* Begin RECORD EXCERPTS *

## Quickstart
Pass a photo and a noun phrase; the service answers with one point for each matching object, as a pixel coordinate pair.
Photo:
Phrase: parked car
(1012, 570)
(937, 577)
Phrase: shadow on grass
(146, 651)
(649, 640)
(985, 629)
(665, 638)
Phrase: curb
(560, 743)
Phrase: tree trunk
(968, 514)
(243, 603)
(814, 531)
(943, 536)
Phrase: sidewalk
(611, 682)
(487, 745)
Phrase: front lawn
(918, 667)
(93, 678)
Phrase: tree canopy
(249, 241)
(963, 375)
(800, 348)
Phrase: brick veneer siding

* End RECORD EXCERPTS *
* Begin RECORD EXCERPTS *

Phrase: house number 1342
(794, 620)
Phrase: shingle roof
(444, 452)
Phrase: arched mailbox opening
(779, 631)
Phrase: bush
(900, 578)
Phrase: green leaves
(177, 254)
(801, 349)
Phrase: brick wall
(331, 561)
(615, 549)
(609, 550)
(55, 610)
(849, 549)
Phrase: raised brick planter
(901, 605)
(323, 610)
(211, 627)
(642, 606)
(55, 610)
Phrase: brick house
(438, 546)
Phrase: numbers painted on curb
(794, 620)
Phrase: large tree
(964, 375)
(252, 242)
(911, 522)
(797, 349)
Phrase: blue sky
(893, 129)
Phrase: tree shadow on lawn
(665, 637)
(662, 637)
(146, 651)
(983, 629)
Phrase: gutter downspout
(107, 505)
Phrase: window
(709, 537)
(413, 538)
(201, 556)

* End RECORD EXCERPTS *

**SET PROBLEM**
Arrange the lines between the one holding "Phrase: front lawn" and the one holding "Phrase: brick veneer siding", inclusive, as a Markdown table with a Number column for each line's position and a Text column for the line itself, omitting any blank lines.

**PROBLEM SOLUTION**
| Number | Text |
|---|---|
| 1 | Phrase: front lawn |
| 2 | (918, 667) |
| 3 | (93, 678) |
| 4 | Phrase: tree canopy |
| 5 | (249, 241) |
| 6 | (963, 375) |
| 7 | (800, 348) |
| 8 | Phrase: brick veneer siding |